Task: An exact restatement of the data below, with the pictures removed, is the required answer.

[Segmentation mask data]
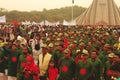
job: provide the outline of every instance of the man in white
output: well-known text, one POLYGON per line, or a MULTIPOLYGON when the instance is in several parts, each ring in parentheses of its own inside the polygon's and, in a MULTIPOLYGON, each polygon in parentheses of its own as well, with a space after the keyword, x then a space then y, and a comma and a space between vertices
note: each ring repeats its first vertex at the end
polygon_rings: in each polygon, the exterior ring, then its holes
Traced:
POLYGON ((48 53, 47 45, 42 46, 42 53, 39 55, 40 80, 46 80, 46 70, 52 55, 48 53))
POLYGON ((42 48, 41 48, 42 44, 43 44, 43 42, 40 39, 40 36, 36 35, 32 41, 32 45, 31 45, 35 64, 38 63, 38 56, 42 52, 42 48))

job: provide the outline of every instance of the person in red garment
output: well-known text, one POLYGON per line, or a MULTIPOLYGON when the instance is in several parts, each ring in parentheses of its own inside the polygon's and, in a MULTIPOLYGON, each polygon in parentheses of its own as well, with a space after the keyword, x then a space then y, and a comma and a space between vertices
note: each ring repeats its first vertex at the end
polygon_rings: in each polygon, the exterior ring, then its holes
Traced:
POLYGON ((58 68, 55 66, 55 61, 51 59, 47 70, 47 79, 56 80, 57 76, 58 76, 58 68))
POLYGON ((26 62, 21 63, 24 72, 24 80, 39 80, 38 67, 32 56, 27 56, 26 62))

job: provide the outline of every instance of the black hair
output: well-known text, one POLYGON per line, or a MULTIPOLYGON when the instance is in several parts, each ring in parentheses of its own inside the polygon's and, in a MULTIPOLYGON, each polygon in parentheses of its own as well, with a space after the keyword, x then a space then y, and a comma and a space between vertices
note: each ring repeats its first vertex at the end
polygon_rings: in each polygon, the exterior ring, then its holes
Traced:
POLYGON ((64 47, 63 44, 59 44, 59 46, 61 46, 62 48, 64 47))
POLYGON ((110 67, 110 70, 120 72, 120 61, 115 62, 115 63, 110 67))
POLYGON ((54 63, 54 68, 56 68, 56 64, 55 64, 55 60, 53 58, 50 59, 49 61, 49 67, 50 67, 50 63, 53 62, 54 63))
POLYGON ((95 49, 96 49, 97 51, 99 51, 99 50, 100 50, 100 48, 99 48, 99 47, 95 47, 95 49))

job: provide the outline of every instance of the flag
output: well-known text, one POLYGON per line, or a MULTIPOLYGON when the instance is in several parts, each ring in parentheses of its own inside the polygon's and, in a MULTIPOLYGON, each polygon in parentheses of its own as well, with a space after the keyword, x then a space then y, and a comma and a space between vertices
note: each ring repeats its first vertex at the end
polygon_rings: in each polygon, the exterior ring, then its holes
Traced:
POLYGON ((18 22, 18 21, 13 21, 12 24, 13 24, 14 26, 18 26, 19 22, 18 22))
POLYGON ((0 23, 5 23, 5 22, 6 22, 6 16, 1 16, 0 23))
POLYGON ((74 0, 72 0, 72 3, 74 4, 74 0))

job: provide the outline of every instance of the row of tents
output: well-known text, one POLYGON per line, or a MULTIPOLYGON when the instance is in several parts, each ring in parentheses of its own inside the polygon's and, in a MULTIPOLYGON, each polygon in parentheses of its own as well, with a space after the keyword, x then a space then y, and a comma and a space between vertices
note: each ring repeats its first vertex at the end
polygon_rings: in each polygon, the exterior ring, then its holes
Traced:
MULTIPOLYGON (((6 16, 5 15, 0 17, 0 23, 6 23, 6 16)), ((17 21, 13 21, 13 23, 16 24, 18 22, 17 21)), ((35 21, 31 22, 31 21, 25 20, 25 21, 22 21, 20 24, 22 24, 22 25, 49 25, 49 26, 53 26, 53 25, 57 26, 57 25, 62 24, 62 25, 65 25, 65 26, 68 26, 68 25, 75 26, 76 25, 76 21, 75 20, 73 20, 73 21, 63 20, 63 23, 60 23, 60 21, 50 22, 48 20, 45 20, 45 21, 41 21, 40 23, 38 23, 38 22, 35 22, 35 21)))
MULTIPOLYGON (((0 17, 0 22, 6 22, 6 17, 0 17)), ((22 24, 59 25, 60 22, 49 22, 47 20, 40 23, 35 21, 25 21, 22 24)), ((114 0, 93 0, 90 7, 73 21, 63 20, 63 25, 119 25, 120 9, 114 0)))
POLYGON ((35 21, 33 21, 33 22, 30 22, 30 21, 22 21, 21 22, 21 24, 23 24, 23 25, 37 25, 37 24, 39 24, 39 25, 49 25, 49 26, 53 26, 53 25, 55 25, 55 26, 57 26, 57 25, 65 25, 65 26, 68 26, 68 25, 70 25, 70 26, 75 26, 76 25, 76 21, 75 20, 73 20, 73 21, 66 21, 66 20, 63 20, 63 23, 60 23, 60 21, 57 21, 57 22, 49 22, 49 21, 47 21, 47 20, 45 20, 45 21, 41 21, 40 23, 37 23, 37 22, 35 22, 35 21))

Problem solution:
job: provide the outline of every instance of the man in white
output: well-known text, one POLYGON per line, or a MULTIPOLYGON when the instance is in several parts, each ring in parentheses of its own inside the polygon's and, in a MULTIPOLYGON, each polygon in parentheses of its own as well, with a space after the keyword, x then a space then y, and a comma and a space between vertices
note: each ring repeats its first vertex at the end
polygon_rings: in each polygon, the exterior ring, then its holes
Traced:
POLYGON ((48 53, 47 45, 42 46, 42 53, 39 55, 40 80, 46 80, 46 70, 52 55, 48 53))
POLYGON ((42 48, 41 48, 42 44, 43 44, 43 42, 40 39, 40 36, 36 35, 32 41, 32 45, 31 45, 35 64, 38 63, 38 56, 42 52, 42 48))

job: provide the outline of every instance of the person in red garment
output: well-known text, one POLYGON per line, or a MULTIPOLYGON when the instance is in several parts, each ring in parentheses of its own inside the polygon's and, in a MULTIPOLYGON, each polygon in parentheses of its own as well, with a space after the keyword, x then a space then y, and a comma and a space between vertices
note: each ring repeats its first vertex at the end
polygon_rings: in each polygon, the exterior ring, then its holes
Traced:
POLYGON ((58 68, 55 66, 55 61, 51 59, 47 70, 47 79, 56 80, 57 76, 58 76, 58 68))
POLYGON ((26 62, 21 63, 24 72, 24 80, 39 80, 38 67, 32 56, 27 56, 26 62))

job: provide the outline of every instance of the black hair
output: well-known text, one POLYGON per line, or a MULTIPOLYGON when the instance is in several parts, each ring in parentheses of its own inside the polygon's and, in a MULTIPOLYGON, each polygon in parentheses of its own as well, with a space after the keyword, x then a space then y, and a comma and a space between vertices
note: each ring repeats its first vertex at the end
polygon_rings: in each polygon, the exterior ring, then its holes
Traced:
POLYGON ((64 47, 63 44, 59 44, 59 46, 61 46, 62 48, 64 47))
POLYGON ((110 67, 110 70, 120 72, 120 61, 115 62, 115 63, 110 67))
POLYGON ((54 63, 54 68, 56 68, 56 64, 55 64, 55 60, 53 58, 50 59, 49 61, 49 67, 50 67, 50 63, 53 62, 54 63))
POLYGON ((95 49, 96 49, 97 51, 99 51, 99 50, 100 50, 100 48, 99 48, 99 47, 95 47, 95 49))

job: provide the outline of every instance of the flag
output: well-known text, one POLYGON per line, or a MULTIPOLYGON when the instance is in several parts, each ring in parentheses of its own inside the polygon's and, in a MULTIPOLYGON, each polygon in parentheses of its own as well, with a space after the keyword, x then a space then y, and a comma and a space between vertices
note: each ring repeats its first vertex at the end
polygon_rings: in each polygon, the exterior ring, then its holes
Traced:
POLYGON ((18 22, 18 21, 13 21, 12 24, 13 24, 14 26, 18 26, 19 22, 18 22))
POLYGON ((0 23, 5 23, 5 22, 6 22, 6 16, 1 16, 0 23))
POLYGON ((74 0, 72 0, 72 3, 74 4, 74 0))

job: provide the outline of every instance of the row of tents
output: well-known text, one POLYGON per line, or a MULTIPOLYGON when the instance is in several parts, each ring in parentheses of its own inside the polygon's and, in a MULTIPOLYGON, each polygon in parentheses of its own as well, with a space after the keyword, x then a space then y, and a comma and a space between vertices
note: each ring repeats its first vertex at the end
polygon_rings: in each polygon, the exterior ring, then its holes
Traced:
MULTIPOLYGON (((6 16, 5 15, 0 17, 0 23, 6 23, 6 16)), ((17 21, 13 21, 13 23, 16 24, 18 22, 17 21)), ((35 21, 31 22, 31 21, 25 20, 25 21, 22 21, 20 24, 22 24, 22 25, 49 25, 49 26, 53 26, 53 25, 57 26, 57 25, 62 24, 62 25, 65 25, 65 26, 68 26, 68 25, 75 26, 76 25, 76 21, 75 20, 73 20, 73 21, 63 20, 63 23, 60 23, 60 21, 50 22, 48 20, 45 20, 45 21, 41 21, 40 23, 38 23, 38 22, 35 22, 35 21)))
MULTIPOLYGON (((0 17, 0 22, 6 22, 6 17, 0 17)), ((22 24, 59 25, 60 22, 49 22, 47 20, 40 23, 35 21, 25 21, 22 24)), ((114 0, 93 0, 90 7, 73 21, 63 20, 63 25, 119 25, 120 9, 114 0)))
POLYGON ((35 21, 33 21, 33 22, 30 22, 30 21, 22 21, 21 22, 21 24, 23 24, 23 25, 37 25, 37 24, 39 24, 39 25, 49 25, 49 26, 53 26, 53 25, 55 25, 55 26, 57 26, 57 25, 65 25, 65 26, 68 26, 68 25, 70 25, 70 26, 75 26, 76 25, 76 21, 75 20, 73 20, 73 21, 66 21, 66 20, 63 20, 63 23, 60 23, 60 21, 57 21, 57 22, 49 22, 49 21, 47 21, 47 20, 45 20, 45 21, 41 21, 40 23, 37 23, 37 22, 35 22, 35 21))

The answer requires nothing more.